Extract:
## Begin

Javaun-Crane Bonnell

 

 

 

I had been curious when I saw that Ned was in a relationship with Martha Keiffer. Ned wasn’t the type to be married at this age. Further investigation of Ned Keiffer’s marital status on Facebook concluded that he was in a relationship with his car. He had named her Martha Keiffer.

 

Martha was a piece of shit: a maroon 2003 Subaru Outback with more blemishes than a proactive commercial. Ned rarely wore a seatbelt. He didn’t care; he laughed at the thought of dying. His erratic driving had destroyed his wheel bearings along with his rear axle. The inside reeked of cigarettes; Ned only smoked them when he was stressed. Red paint was scratched off both passenger doors and an alarm would sound if you unlocked the door without the key.

Martha’s right headlight looked like a wrecking ball had pecked it on the cheek. The red side panel was coated with silver scratches and the light was smashed. A bulb dangled like a cartoon eye. The accident was a product of a hit and run in Brookline in February. “I am really sad… Martha got into a crash,” Ned told me as he stared at the ground. We were walking down Boylston during a gloomy sub-zero day. The weather matched Ned’s mood completely. It was the saddest I had seen Ned in a while which was a big deal because Ned was always sad.

 

Ned Keiffer’s natural habitat was the film set, and if he wasn’t on set than he was talking shit about set. It was March, 2015, and I was on my third set with Ned. Ned likes to hire his friends. I was supposed to be on a different set but Ned told me the food would be better on his set, so with little hesitation I quit the other set. Anything to make Ned a little happier, plus he was always fun to make fun of.

## End

Goal 1:
Quote everything in the passage about Ned Keiffer from "I had been curious" down to "without the key.".
Goal 2:
Name each part of Martha, the car in the passage about Ned Keiffer, that the passage describes as destroyed, scratched, or damaged.
Goal 3:
Write what comes next in the passage about Ned Keiffer, starting after its final sentence.

Position annotation records:

## Begin

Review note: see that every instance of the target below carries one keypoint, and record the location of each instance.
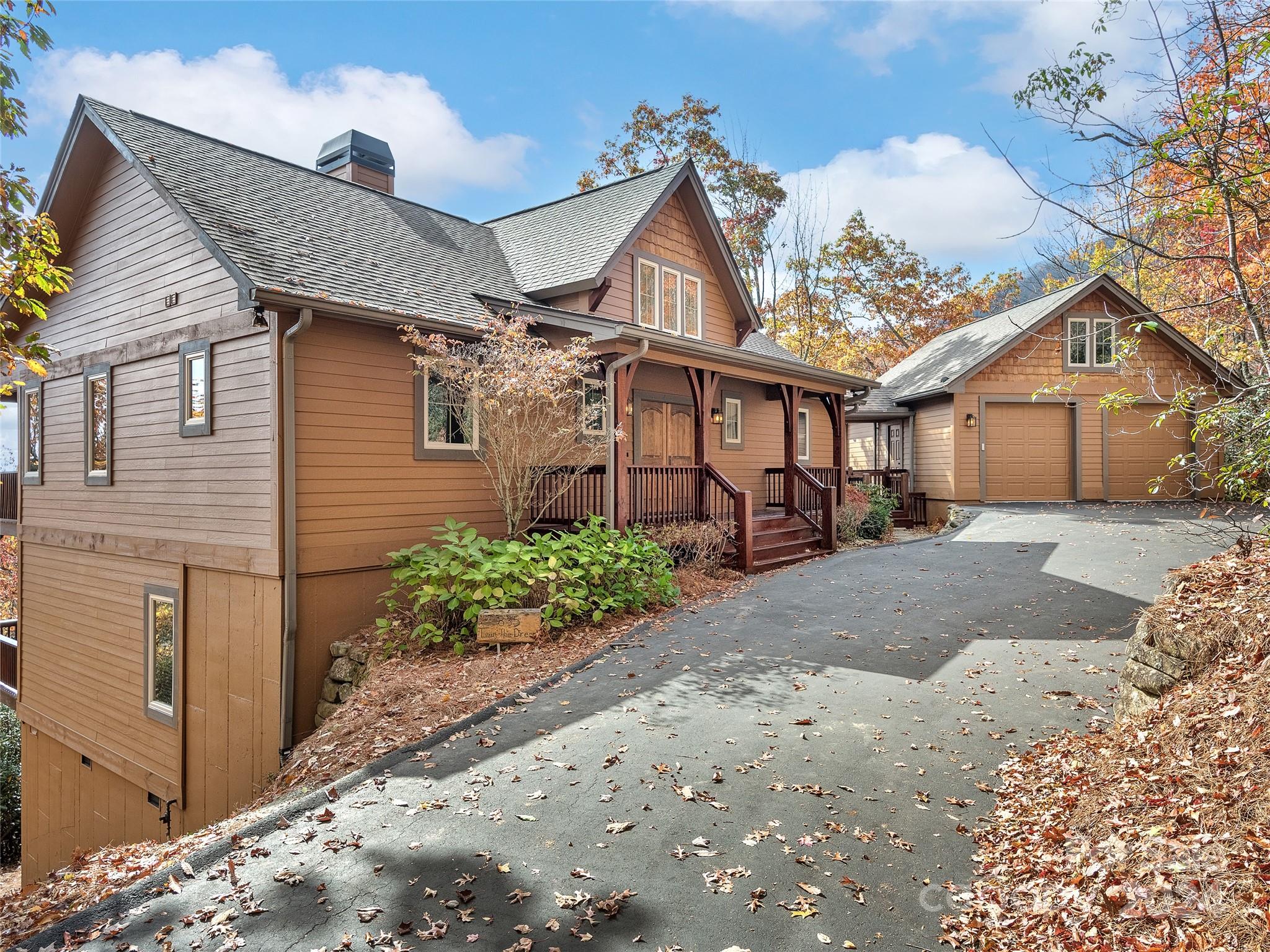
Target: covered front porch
(763, 456)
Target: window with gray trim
(162, 615)
(97, 426)
(31, 433)
(195, 389)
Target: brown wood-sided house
(230, 439)
(961, 415)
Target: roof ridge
(323, 175)
(588, 192)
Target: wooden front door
(665, 434)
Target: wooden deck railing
(8, 495)
(584, 496)
(8, 659)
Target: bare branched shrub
(522, 407)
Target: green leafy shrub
(693, 542)
(882, 501)
(851, 513)
(11, 786)
(438, 589)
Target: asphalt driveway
(813, 749)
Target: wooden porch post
(791, 398)
(623, 381)
(833, 404)
(704, 386)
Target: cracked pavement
(838, 719)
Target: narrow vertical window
(804, 434)
(1077, 342)
(670, 300)
(732, 421)
(97, 426)
(1104, 343)
(195, 386)
(647, 300)
(162, 653)
(595, 418)
(32, 433)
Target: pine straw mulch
(406, 700)
(1152, 835)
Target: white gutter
(611, 462)
(288, 526)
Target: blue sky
(493, 107)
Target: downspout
(611, 397)
(288, 524)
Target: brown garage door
(1028, 451)
(1139, 452)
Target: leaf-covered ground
(797, 765)
(1156, 834)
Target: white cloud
(241, 94)
(785, 15)
(948, 200)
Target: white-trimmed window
(162, 653)
(195, 413)
(691, 306)
(97, 426)
(804, 433)
(32, 433)
(732, 421)
(1090, 342)
(668, 298)
(646, 298)
(450, 421)
(595, 416)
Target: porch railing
(584, 496)
(827, 475)
(8, 660)
(8, 495)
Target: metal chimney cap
(358, 148)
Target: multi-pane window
(1090, 342)
(162, 633)
(195, 414)
(32, 436)
(732, 420)
(450, 419)
(804, 433)
(97, 426)
(595, 421)
(668, 299)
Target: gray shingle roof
(295, 229)
(573, 239)
(956, 352)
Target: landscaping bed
(1152, 833)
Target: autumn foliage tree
(520, 403)
(29, 243)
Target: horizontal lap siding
(215, 489)
(360, 491)
(130, 252)
(82, 650)
(68, 805)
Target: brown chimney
(358, 157)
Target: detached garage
(1137, 452)
(1008, 407)
(1028, 451)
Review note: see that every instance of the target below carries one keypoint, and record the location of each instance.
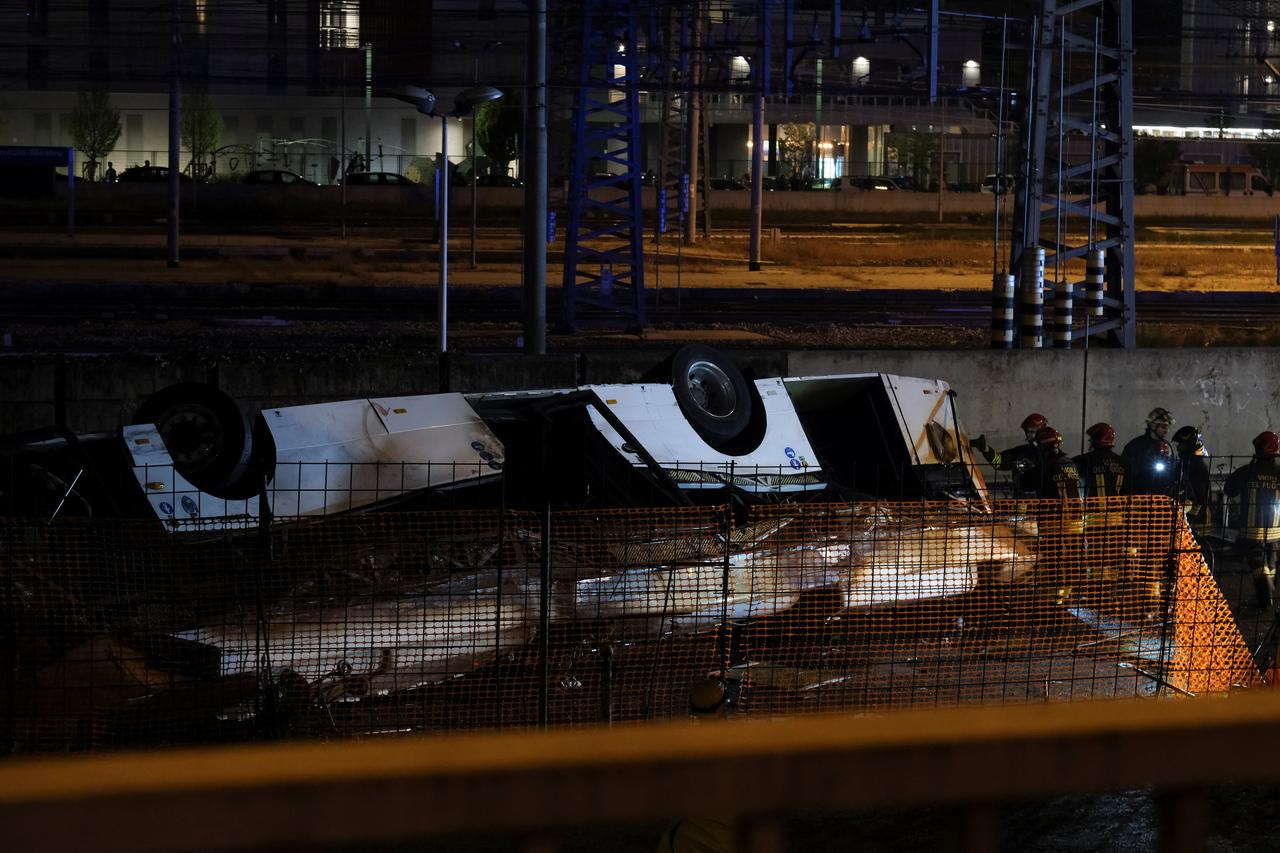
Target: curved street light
(464, 104)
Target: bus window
(1202, 181)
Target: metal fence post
(722, 649)
(544, 620)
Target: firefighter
(1193, 478)
(1105, 475)
(1150, 459)
(1061, 527)
(1257, 487)
(1020, 460)
(1104, 471)
(1059, 477)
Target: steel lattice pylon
(1079, 131)
(604, 233)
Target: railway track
(283, 305)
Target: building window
(862, 71)
(339, 23)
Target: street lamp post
(464, 104)
(475, 150)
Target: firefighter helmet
(1034, 422)
(708, 697)
(1267, 443)
(1102, 434)
(1047, 437)
(1188, 438)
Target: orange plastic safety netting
(356, 625)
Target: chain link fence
(122, 634)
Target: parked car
(863, 183)
(378, 179)
(498, 181)
(727, 183)
(1001, 183)
(150, 174)
(277, 177)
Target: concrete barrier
(1230, 393)
(319, 203)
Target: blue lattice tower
(1075, 190)
(604, 233)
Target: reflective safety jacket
(1023, 461)
(1257, 486)
(1150, 470)
(1104, 471)
(1063, 493)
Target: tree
(914, 153)
(497, 128)
(201, 129)
(95, 127)
(1266, 155)
(795, 147)
(1153, 160)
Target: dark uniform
(1104, 473)
(1022, 461)
(1060, 520)
(1151, 471)
(1257, 486)
(1193, 489)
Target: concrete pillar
(773, 151)
(856, 162)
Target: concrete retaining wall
(1230, 393)
(319, 203)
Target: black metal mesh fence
(123, 634)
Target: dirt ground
(864, 258)
(1216, 258)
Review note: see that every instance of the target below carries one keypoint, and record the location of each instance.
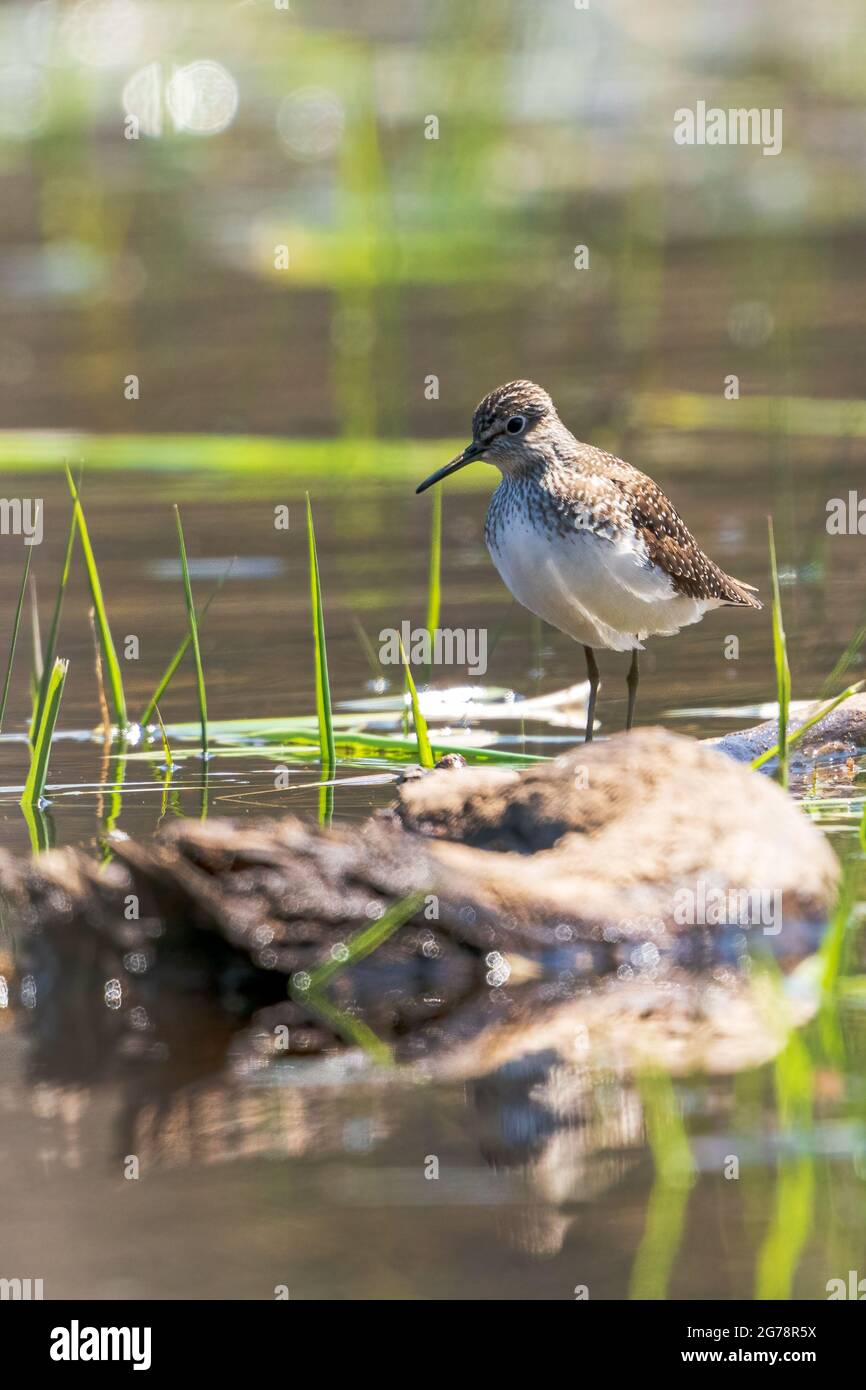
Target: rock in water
(649, 837)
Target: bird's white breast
(602, 592)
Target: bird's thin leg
(592, 674)
(631, 680)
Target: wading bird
(583, 540)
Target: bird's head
(509, 427)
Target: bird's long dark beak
(471, 452)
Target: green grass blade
(99, 605)
(28, 555)
(795, 734)
(426, 756)
(166, 744)
(323, 684)
(193, 630)
(50, 651)
(182, 649)
(674, 1178)
(783, 670)
(34, 787)
(38, 827)
(434, 576)
(36, 658)
(364, 943)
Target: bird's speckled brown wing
(667, 540)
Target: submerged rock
(645, 837)
(841, 734)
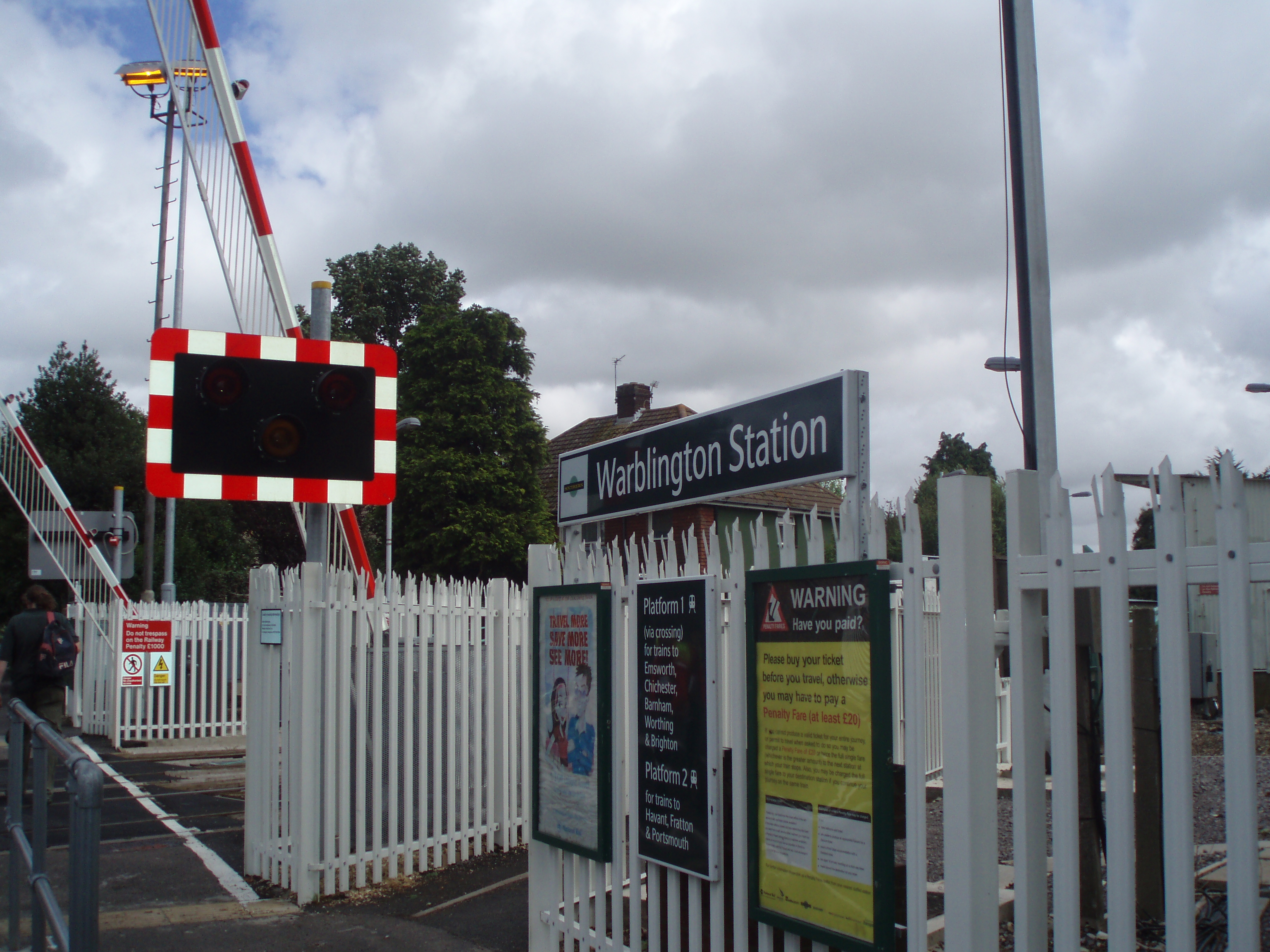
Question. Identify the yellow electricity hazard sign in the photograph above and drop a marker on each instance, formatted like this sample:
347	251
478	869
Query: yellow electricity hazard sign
160	669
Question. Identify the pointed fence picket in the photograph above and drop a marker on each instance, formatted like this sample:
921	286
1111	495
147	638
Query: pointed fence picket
409	706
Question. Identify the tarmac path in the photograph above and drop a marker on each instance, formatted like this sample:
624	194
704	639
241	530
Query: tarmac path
157	890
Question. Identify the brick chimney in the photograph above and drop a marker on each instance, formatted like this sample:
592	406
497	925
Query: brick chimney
633	398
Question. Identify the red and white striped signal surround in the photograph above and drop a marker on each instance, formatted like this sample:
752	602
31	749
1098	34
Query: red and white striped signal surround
163	481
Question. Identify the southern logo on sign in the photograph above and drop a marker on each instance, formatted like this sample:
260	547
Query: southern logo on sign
774	619
573	487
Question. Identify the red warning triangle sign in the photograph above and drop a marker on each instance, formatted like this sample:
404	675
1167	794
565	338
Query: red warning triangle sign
774	619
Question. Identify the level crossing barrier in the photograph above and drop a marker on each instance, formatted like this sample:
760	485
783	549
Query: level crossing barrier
86	780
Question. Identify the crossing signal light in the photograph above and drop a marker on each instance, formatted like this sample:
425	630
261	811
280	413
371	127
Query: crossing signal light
244	424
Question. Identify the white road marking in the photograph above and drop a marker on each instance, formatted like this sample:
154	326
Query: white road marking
234	884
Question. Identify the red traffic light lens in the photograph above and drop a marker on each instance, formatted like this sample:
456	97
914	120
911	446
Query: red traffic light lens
337	390
281	437
224	384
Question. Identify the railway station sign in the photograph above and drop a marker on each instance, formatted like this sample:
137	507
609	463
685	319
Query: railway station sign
821	845
572	720
813	432
677	752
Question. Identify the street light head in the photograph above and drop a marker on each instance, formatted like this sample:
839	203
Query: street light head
143	74
1004	365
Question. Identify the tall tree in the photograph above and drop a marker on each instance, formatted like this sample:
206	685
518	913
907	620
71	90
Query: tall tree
955	454
383	293
469	499
469	493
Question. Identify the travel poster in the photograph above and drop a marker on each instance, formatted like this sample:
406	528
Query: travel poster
571	719
821	788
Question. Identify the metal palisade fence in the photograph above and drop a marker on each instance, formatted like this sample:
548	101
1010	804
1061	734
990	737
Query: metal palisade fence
606	905
1042	564
388	732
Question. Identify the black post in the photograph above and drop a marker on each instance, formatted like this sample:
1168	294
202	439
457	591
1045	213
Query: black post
38	834
1023	280
13	810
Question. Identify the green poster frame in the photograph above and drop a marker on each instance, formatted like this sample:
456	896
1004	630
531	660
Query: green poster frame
602	685
881	712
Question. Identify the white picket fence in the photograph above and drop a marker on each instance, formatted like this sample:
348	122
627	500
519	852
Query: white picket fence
602	905
388	733
206	697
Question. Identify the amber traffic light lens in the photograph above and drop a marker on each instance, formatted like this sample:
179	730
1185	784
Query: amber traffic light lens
224	384
337	391
280	438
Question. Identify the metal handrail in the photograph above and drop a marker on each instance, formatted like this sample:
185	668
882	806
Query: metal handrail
84	785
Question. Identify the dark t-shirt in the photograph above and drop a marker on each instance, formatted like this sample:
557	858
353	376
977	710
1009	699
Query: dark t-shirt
21	649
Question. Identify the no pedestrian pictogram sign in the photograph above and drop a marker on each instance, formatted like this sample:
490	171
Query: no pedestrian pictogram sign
131	672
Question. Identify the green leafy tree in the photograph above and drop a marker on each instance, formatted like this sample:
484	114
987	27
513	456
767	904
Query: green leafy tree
469	493
469	499
955	454
88	432
93	440
384	293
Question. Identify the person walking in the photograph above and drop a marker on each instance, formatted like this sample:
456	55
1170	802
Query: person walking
19	653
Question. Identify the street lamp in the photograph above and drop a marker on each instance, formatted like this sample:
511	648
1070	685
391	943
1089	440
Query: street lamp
190	76
409	423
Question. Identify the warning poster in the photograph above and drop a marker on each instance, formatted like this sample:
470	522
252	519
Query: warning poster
819	681
572	763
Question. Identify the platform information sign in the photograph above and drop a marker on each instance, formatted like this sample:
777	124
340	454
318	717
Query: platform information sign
822	853
677	754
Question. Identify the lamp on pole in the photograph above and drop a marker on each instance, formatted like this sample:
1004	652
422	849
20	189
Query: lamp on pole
150	75
409	423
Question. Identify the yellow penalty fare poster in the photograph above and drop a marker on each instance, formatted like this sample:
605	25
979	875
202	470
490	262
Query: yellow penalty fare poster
822	853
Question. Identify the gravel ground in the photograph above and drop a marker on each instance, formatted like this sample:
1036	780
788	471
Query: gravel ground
1210	816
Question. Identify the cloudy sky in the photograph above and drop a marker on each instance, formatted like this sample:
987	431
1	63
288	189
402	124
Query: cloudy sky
736	195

## End

Exercise result 1:
I had been curious when I saw that Ned was in a relationship with Martha Keiffer. Ned wasn’t the type to be married at this age. Further investigation of Ned Keiffer’s marital status on Facebook concluded that he was in a relationship with his car. He had named her Martha Keiffer.

 

Martha was a piece of shit: a maroon 2003 Subaru Outback with more blemishes than a proactive commercial. Ned rarely wore a seatbelt. He didn’t care; he laughed at the thought of dying. His erratic driving had destroyed his wheel bearings along with his rear axle. The inside reeked of cigarettes; Ned only smoked them when he was stressed. Red paint was scratched off both passenger doors and an alarm would sound if you unlocked the door without the key.

Exercise result 2:
wheel bearings, rear axle, both passenger doors, right headlight, red side panel

Exercise result 3:
 

This set was causing Ned more anxiety than usual. His ambition and Hindenburg-sized ego had caused him to be not only the producer on the set, but also the assistant director. His face looked like a glazed donut, pale and stretched and cracking where there weren’t seams. Being tired was Ned’s normal condition, but today Ned looked like he would have to do a line of coke every ten minutes to stay awake. Ned’s work ethic could probably get him a job really fast after school if he didn’t fail out.

 

“Come stand here so I don’t get hit,” Ned yelled over. I could only see Ned’s beat Adidas dangling from beneath the car. Martha’s exhaust pipe had ripped in half. The car sounded like a crotch rocket. Martha continued to die so Ned was now on the ground using gaff tape to fix the problem. I was surprised that Ned was having me spot him. I could picture one of Ned’s Adidas Sambas getting plowed by a car. His foot would probably roll sideways, the car would jerk upward for a second, and the elderly woman driving the beat-up Oldsmobile would be startled for a second. She would probably screech to a halt, look in her rear view mirror and not be able to see what she hit. The old woman would look around, adjust her glasses, and then continue onward.  Ned would probably curse, slam his head on the underside of the car, proceed to drink the pain away, and then brag about the event to every form of life at Emerson. The only reason Ned was having me spot him was because he was absolutely useless without his car.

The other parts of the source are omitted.